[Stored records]
_ _ _ _ _
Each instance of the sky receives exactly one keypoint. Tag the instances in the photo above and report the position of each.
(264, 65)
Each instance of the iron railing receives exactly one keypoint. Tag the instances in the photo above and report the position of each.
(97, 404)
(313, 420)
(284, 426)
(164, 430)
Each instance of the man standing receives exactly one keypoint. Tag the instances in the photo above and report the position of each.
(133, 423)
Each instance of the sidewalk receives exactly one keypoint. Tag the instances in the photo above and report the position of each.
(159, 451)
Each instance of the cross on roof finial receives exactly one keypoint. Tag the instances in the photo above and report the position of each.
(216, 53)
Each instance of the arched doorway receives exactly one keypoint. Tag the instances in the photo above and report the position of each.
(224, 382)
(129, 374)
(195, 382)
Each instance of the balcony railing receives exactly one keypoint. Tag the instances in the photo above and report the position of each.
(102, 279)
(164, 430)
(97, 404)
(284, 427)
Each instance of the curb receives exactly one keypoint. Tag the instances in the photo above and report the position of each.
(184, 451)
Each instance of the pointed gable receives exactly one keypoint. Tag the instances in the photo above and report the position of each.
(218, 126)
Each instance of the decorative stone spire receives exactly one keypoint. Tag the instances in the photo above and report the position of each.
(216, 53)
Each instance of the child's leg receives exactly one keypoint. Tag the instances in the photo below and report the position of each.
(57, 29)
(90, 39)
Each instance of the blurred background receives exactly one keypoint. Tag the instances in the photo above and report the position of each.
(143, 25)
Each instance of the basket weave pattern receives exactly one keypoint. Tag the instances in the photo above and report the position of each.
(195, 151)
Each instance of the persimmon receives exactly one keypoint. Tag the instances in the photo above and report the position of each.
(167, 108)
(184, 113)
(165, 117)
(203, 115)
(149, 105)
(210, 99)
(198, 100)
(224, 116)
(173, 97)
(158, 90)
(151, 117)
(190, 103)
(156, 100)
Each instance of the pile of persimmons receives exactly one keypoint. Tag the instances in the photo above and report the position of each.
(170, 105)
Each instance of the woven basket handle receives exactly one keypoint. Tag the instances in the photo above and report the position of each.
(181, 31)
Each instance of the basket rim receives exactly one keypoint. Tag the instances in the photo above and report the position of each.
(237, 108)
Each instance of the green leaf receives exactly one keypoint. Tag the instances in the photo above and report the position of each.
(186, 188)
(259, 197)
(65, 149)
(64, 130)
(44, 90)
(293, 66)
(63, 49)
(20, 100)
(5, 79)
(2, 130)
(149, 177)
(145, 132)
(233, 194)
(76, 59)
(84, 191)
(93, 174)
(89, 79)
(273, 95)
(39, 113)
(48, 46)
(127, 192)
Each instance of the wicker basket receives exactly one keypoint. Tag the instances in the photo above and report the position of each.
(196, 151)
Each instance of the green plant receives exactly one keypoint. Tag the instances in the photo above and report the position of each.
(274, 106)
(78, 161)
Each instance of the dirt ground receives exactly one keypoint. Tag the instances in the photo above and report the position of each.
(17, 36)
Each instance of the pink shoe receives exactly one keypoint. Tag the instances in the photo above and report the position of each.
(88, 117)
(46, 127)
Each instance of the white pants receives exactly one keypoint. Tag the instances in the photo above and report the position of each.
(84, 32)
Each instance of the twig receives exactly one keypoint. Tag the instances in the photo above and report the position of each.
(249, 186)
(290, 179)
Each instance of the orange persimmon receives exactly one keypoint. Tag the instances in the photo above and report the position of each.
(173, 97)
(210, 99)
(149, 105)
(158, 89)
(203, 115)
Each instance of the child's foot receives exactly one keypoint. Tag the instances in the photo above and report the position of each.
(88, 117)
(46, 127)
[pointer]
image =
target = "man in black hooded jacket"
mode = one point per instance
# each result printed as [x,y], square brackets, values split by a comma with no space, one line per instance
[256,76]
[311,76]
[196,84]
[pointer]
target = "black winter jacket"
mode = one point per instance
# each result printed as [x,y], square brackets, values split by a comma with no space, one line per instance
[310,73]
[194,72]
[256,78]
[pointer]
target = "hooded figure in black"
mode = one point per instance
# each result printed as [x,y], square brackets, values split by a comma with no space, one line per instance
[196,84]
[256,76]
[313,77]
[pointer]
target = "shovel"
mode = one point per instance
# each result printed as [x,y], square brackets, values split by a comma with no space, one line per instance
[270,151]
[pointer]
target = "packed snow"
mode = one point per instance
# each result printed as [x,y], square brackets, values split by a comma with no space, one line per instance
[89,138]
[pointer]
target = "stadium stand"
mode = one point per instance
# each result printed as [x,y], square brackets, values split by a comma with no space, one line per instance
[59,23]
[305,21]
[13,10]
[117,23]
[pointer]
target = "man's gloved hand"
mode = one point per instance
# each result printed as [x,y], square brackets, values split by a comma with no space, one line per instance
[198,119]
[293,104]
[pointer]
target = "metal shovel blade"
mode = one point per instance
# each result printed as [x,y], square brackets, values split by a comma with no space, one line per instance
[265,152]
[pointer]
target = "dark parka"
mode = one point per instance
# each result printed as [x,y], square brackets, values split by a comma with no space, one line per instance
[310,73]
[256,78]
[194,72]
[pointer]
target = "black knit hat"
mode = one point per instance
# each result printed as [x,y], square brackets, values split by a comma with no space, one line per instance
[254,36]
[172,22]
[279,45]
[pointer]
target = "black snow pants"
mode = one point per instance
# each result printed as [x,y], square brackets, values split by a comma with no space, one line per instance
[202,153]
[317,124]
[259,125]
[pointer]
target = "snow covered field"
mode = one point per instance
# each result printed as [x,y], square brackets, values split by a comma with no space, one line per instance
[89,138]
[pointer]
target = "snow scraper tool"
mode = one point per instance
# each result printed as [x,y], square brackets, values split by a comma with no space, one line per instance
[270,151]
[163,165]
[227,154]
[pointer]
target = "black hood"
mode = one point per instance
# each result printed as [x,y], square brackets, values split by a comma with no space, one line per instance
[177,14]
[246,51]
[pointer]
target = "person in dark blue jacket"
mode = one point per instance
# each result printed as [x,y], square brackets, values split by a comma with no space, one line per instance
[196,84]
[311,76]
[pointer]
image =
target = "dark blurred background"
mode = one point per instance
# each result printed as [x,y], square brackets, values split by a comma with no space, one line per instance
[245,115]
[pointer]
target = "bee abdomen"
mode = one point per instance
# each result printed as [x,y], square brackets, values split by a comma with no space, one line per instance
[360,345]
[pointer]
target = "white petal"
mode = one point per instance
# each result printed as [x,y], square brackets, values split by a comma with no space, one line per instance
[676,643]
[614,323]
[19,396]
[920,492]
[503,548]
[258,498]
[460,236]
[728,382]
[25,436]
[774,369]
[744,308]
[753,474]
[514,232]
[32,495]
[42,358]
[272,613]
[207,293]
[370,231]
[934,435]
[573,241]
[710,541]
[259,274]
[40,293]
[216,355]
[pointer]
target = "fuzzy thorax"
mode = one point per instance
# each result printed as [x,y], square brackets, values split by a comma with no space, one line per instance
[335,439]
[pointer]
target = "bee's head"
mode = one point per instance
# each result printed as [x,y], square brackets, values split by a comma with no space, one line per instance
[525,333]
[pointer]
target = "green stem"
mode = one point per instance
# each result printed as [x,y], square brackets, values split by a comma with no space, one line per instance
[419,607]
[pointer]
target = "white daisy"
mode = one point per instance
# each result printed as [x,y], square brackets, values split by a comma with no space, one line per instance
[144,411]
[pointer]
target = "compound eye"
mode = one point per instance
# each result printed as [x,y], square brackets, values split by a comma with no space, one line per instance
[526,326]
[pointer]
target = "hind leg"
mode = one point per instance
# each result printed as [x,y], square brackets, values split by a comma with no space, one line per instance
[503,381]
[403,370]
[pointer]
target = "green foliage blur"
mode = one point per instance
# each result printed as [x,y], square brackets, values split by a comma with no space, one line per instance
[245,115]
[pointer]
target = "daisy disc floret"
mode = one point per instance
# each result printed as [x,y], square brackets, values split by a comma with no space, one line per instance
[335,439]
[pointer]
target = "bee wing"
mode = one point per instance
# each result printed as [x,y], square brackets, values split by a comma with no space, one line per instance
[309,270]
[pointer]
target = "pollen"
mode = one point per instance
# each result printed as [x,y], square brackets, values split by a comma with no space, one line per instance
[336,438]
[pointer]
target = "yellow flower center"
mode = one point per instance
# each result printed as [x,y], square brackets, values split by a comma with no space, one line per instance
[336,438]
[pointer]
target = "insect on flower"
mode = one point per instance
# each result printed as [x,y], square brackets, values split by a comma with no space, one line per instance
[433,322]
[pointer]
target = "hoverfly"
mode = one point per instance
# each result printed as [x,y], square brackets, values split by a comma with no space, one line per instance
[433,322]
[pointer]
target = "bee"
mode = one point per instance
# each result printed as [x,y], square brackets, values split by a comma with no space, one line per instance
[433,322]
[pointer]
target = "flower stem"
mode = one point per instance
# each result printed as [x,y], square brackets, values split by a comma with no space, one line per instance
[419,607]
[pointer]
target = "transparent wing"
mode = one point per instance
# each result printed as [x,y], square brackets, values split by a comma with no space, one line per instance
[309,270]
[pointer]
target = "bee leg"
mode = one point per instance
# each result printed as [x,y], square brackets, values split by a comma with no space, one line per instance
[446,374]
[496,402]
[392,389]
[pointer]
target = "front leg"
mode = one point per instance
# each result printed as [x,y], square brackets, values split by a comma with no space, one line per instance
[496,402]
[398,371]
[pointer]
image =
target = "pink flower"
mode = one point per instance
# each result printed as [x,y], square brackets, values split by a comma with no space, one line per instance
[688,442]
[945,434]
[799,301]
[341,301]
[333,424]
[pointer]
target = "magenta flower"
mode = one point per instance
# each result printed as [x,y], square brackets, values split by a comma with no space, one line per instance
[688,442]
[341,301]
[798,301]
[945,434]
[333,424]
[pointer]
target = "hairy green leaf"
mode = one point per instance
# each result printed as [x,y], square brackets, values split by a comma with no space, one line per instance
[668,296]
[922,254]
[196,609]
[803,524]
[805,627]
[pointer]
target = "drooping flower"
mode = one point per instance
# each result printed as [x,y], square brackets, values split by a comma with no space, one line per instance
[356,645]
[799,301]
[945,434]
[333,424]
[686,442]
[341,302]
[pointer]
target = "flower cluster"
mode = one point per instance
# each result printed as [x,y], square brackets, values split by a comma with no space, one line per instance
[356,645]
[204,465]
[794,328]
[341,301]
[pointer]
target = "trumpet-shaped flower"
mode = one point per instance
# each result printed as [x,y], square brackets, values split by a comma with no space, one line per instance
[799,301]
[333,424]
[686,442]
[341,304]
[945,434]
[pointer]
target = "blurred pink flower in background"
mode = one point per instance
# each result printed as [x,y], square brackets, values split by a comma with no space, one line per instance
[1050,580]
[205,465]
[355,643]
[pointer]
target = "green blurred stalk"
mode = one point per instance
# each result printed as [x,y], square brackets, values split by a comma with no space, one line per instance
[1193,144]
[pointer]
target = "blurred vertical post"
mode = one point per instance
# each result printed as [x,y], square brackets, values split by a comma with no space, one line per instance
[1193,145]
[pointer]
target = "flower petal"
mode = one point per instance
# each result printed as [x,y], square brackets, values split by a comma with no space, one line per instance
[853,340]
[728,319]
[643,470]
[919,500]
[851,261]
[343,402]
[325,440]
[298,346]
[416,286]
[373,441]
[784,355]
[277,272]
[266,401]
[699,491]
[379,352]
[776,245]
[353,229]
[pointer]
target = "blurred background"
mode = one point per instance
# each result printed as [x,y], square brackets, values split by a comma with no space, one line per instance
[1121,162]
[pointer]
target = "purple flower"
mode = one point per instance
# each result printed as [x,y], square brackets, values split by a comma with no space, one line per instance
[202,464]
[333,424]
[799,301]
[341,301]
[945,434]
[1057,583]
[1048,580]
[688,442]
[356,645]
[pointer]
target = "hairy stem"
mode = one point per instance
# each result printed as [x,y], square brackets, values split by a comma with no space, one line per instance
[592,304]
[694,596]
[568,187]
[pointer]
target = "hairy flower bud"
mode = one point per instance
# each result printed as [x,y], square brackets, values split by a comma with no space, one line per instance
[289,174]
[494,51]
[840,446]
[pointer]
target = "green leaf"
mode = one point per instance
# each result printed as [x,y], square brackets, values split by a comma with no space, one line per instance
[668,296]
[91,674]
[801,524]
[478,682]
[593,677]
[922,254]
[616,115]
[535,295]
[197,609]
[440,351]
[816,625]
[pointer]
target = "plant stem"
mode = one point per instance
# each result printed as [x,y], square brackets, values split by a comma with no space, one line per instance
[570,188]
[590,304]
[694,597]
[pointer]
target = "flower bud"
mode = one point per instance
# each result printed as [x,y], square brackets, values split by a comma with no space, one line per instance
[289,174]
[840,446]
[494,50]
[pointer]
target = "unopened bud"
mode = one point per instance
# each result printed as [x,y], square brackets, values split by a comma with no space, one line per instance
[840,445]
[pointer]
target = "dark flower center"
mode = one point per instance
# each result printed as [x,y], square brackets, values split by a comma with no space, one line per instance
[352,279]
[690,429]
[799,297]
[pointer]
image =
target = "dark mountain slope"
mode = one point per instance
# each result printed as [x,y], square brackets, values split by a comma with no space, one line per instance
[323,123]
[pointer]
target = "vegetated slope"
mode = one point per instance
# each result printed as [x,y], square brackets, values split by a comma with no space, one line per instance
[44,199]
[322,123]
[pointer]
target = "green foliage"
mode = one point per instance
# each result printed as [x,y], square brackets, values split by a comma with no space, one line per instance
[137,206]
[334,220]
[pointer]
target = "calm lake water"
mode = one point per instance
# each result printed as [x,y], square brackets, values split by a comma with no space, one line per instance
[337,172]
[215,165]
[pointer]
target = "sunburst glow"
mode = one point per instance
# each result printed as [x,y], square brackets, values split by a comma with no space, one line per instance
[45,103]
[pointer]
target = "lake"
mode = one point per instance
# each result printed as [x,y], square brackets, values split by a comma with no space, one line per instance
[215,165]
_ _ _ _ _
Request: Pick out every line in the rows above that contains the word "hairy" and copy each one. Case counts.

Task response:
target = "hairy green leaf"
target = "hairy stem"
target = "hairy flower bud"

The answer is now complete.